● **Material supplied**
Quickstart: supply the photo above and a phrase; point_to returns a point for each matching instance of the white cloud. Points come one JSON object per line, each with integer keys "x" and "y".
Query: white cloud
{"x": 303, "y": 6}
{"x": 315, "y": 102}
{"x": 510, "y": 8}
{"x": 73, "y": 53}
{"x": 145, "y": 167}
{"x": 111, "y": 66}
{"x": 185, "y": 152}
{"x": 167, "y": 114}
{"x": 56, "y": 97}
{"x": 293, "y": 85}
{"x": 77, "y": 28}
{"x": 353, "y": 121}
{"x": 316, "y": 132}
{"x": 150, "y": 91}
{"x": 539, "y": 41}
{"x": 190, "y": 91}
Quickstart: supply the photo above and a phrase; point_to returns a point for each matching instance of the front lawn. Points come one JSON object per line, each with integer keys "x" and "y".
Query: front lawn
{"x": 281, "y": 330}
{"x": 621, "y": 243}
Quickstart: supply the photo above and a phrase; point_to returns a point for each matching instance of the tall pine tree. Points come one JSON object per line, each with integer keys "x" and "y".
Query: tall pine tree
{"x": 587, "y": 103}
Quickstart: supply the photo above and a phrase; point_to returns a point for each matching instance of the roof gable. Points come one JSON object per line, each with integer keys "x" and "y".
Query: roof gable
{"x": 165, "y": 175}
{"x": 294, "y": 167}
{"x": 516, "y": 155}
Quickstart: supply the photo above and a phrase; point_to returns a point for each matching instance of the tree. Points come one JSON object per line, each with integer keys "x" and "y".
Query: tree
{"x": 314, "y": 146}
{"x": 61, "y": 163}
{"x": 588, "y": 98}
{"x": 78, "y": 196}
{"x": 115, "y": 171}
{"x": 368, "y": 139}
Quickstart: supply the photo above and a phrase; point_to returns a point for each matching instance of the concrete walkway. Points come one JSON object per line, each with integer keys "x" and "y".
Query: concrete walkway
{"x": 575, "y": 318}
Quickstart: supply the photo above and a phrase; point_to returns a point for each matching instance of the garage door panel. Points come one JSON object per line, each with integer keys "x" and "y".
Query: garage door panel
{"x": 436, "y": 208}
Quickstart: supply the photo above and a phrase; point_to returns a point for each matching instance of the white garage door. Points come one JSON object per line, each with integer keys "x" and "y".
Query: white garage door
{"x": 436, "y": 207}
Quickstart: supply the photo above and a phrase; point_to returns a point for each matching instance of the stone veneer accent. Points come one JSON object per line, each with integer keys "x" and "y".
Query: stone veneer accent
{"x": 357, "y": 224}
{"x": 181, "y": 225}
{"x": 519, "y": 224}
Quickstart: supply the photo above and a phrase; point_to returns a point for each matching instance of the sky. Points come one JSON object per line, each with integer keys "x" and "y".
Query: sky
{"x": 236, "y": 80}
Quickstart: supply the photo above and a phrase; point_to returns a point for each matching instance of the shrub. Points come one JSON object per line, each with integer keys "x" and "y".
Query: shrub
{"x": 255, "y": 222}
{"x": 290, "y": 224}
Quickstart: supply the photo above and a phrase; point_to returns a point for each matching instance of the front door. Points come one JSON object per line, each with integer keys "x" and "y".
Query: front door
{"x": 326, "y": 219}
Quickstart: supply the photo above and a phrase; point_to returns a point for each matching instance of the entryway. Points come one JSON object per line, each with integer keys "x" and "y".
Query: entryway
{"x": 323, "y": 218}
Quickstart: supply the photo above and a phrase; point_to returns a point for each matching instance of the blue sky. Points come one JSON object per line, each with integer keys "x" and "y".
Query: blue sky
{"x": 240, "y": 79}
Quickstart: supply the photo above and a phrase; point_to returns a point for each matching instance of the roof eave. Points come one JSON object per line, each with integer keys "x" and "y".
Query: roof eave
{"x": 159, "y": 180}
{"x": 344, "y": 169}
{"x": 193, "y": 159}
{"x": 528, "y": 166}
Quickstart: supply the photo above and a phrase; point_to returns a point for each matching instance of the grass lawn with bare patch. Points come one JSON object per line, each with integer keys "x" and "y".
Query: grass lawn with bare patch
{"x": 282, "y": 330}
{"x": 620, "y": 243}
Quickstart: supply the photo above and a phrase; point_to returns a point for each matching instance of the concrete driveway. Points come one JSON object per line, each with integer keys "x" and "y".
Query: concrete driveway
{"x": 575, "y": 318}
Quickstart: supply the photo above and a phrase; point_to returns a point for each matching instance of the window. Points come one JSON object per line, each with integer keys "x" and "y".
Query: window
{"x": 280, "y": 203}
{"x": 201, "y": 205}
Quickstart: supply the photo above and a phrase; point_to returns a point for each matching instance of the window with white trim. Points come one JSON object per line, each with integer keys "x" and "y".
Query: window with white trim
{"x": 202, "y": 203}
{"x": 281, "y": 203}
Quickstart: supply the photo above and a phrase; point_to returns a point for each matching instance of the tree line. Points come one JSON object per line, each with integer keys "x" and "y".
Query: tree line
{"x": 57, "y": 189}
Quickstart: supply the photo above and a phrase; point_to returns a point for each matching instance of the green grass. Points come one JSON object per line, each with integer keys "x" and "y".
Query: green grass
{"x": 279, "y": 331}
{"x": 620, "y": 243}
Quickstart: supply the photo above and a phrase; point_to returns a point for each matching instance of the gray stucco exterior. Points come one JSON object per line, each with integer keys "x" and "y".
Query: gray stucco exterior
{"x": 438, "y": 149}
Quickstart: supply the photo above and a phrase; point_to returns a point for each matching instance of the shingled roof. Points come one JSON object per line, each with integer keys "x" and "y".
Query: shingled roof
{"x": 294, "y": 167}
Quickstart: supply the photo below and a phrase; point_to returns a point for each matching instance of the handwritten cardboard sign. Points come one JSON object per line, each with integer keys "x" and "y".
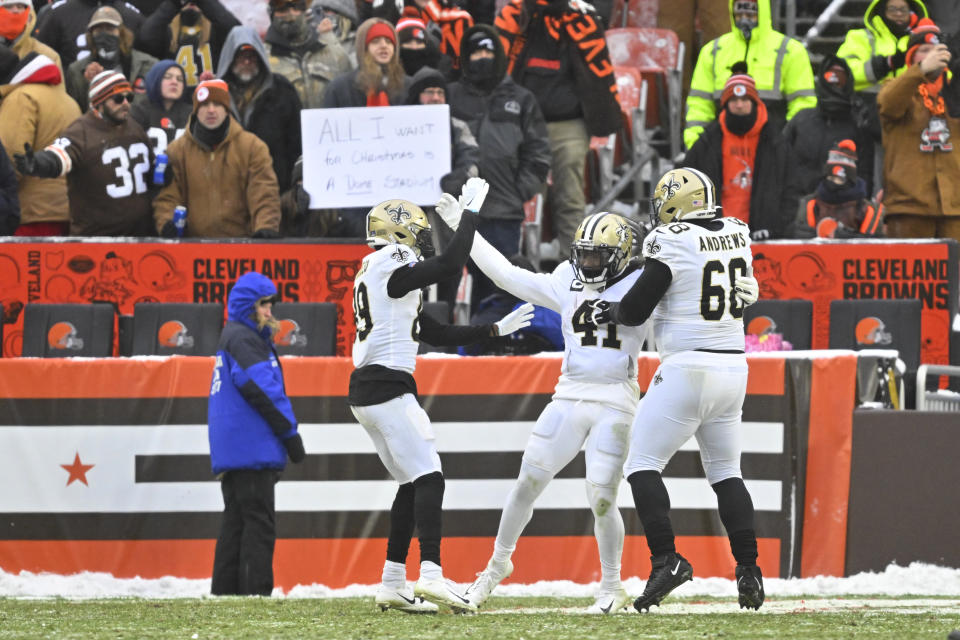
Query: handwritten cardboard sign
{"x": 359, "y": 156}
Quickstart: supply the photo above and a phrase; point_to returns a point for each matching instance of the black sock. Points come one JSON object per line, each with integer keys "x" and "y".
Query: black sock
{"x": 428, "y": 510}
{"x": 401, "y": 524}
{"x": 653, "y": 506}
{"x": 736, "y": 513}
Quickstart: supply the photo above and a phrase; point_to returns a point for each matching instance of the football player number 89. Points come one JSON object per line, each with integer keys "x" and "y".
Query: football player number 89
{"x": 713, "y": 297}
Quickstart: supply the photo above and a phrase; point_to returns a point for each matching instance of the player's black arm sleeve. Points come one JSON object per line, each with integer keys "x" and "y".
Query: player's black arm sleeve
{"x": 639, "y": 302}
{"x": 446, "y": 265}
{"x": 449, "y": 335}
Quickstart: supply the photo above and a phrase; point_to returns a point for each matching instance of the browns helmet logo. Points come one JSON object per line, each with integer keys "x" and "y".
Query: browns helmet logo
{"x": 289, "y": 334}
{"x": 871, "y": 331}
{"x": 63, "y": 335}
{"x": 761, "y": 326}
{"x": 173, "y": 334}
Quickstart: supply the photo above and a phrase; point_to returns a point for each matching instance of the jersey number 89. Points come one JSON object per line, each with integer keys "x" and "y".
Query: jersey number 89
{"x": 713, "y": 297}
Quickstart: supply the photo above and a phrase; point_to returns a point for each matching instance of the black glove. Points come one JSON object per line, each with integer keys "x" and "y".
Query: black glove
{"x": 44, "y": 164}
{"x": 266, "y": 233}
{"x": 601, "y": 312}
{"x": 294, "y": 447}
{"x": 168, "y": 230}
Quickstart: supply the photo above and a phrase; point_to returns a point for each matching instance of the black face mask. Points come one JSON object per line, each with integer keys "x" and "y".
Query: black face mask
{"x": 293, "y": 31}
{"x": 106, "y": 46}
{"x": 190, "y": 17}
{"x": 739, "y": 125}
{"x": 414, "y": 59}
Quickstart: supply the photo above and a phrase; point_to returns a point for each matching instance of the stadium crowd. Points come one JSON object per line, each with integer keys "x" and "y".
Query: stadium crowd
{"x": 186, "y": 106}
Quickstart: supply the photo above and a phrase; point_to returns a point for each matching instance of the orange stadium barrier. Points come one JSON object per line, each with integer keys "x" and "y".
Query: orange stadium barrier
{"x": 106, "y": 467}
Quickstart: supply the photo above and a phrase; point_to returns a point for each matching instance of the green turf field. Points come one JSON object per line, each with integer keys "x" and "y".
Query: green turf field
{"x": 501, "y": 619}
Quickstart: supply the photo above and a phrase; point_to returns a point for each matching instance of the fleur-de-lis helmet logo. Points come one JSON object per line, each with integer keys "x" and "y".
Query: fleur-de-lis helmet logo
{"x": 398, "y": 214}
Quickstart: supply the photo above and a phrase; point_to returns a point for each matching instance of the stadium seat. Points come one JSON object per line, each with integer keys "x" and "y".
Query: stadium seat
{"x": 168, "y": 328}
{"x": 306, "y": 328}
{"x": 68, "y": 330}
{"x": 793, "y": 319}
{"x": 634, "y": 13}
{"x": 440, "y": 312}
{"x": 877, "y": 324}
{"x": 658, "y": 55}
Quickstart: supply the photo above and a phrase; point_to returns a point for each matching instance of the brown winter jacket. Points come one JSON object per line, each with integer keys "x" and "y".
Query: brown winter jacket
{"x": 26, "y": 43}
{"x": 34, "y": 109}
{"x": 916, "y": 182}
{"x": 229, "y": 192}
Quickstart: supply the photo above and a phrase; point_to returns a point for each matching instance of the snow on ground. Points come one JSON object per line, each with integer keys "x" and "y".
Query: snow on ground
{"x": 918, "y": 579}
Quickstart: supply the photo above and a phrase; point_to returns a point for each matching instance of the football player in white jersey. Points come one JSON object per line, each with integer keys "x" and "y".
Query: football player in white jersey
{"x": 387, "y": 302}
{"x": 594, "y": 399}
{"x": 696, "y": 281}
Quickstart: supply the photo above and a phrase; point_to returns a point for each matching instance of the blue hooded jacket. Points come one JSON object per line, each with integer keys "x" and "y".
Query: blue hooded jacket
{"x": 249, "y": 414}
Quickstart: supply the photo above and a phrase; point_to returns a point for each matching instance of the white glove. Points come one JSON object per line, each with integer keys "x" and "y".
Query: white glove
{"x": 449, "y": 210}
{"x": 473, "y": 194}
{"x": 515, "y": 320}
{"x": 747, "y": 288}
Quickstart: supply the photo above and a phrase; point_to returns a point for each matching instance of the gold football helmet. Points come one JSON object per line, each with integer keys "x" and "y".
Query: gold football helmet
{"x": 684, "y": 194}
{"x": 601, "y": 247}
{"x": 399, "y": 222}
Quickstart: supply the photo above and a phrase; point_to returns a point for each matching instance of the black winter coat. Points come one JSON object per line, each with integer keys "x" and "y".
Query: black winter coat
{"x": 513, "y": 141}
{"x": 773, "y": 202}
{"x": 9, "y": 200}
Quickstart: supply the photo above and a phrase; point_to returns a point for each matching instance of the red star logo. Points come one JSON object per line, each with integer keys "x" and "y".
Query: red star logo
{"x": 77, "y": 470}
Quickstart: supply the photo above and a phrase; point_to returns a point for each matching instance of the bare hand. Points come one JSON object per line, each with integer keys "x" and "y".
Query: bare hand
{"x": 936, "y": 61}
{"x": 91, "y": 70}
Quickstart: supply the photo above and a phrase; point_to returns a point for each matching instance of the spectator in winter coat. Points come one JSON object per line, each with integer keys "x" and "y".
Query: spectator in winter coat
{"x": 109, "y": 46}
{"x": 429, "y": 87}
{"x": 252, "y": 431}
{"x": 163, "y": 115}
{"x": 378, "y": 80}
{"x": 9, "y": 202}
{"x": 512, "y": 136}
{"x": 919, "y": 110}
{"x": 191, "y": 32}
{"x": 17, "y": 20}
{"x": 265, "y": 103}
{"x": 298, "y": 53}
{"x": 63, "y": 26}
{"x": 222, "y": 174}
{"x": 106, "y": 157}
{"x": 840, "y": 207}
{"x": 779, "y": 65}
{"x": 558, "y": 52}
{"x": 418, "y": 48}
{"x": 444, "y": 18}
{"x": 745, "y": 156}
{"x": 34, "y": 109}
{"x": 339, "y": 17}
{"x": 812, "y": 132}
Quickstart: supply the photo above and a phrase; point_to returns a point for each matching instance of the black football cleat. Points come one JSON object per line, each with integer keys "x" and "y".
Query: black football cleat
{"x": 750, "y": 586}
{"x": 669, "y": 572}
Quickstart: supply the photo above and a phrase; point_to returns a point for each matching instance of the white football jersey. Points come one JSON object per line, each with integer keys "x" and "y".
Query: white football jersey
{"x": 388, "y": 329}
{"x": 700, "y": 309}
{"x": 599, "y": 364}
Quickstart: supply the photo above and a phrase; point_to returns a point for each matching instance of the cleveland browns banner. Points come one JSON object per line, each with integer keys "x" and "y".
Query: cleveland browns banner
{"x": 105, "y": 466}
{"x": 154, "y": 270}
{"x": 925, "y": 270}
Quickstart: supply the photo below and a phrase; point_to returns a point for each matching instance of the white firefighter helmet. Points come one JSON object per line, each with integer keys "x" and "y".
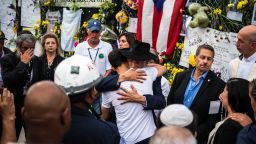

● **Activity**
Report every line of the data in which "below" appears.

● **Finished exercise**
Quickstart: supply the photo below and a phrase; point_to returns a point for each matching instance of the handwritten cardboard sign. Points come one JSON object per line, each with integer keys "x" and "y".
Quickstart: supply the photo below and a phrase; point_to returns a point for each matching instance of the white firefighter helmet. Points come one JSON object per line, each with integer keys "x" and "y".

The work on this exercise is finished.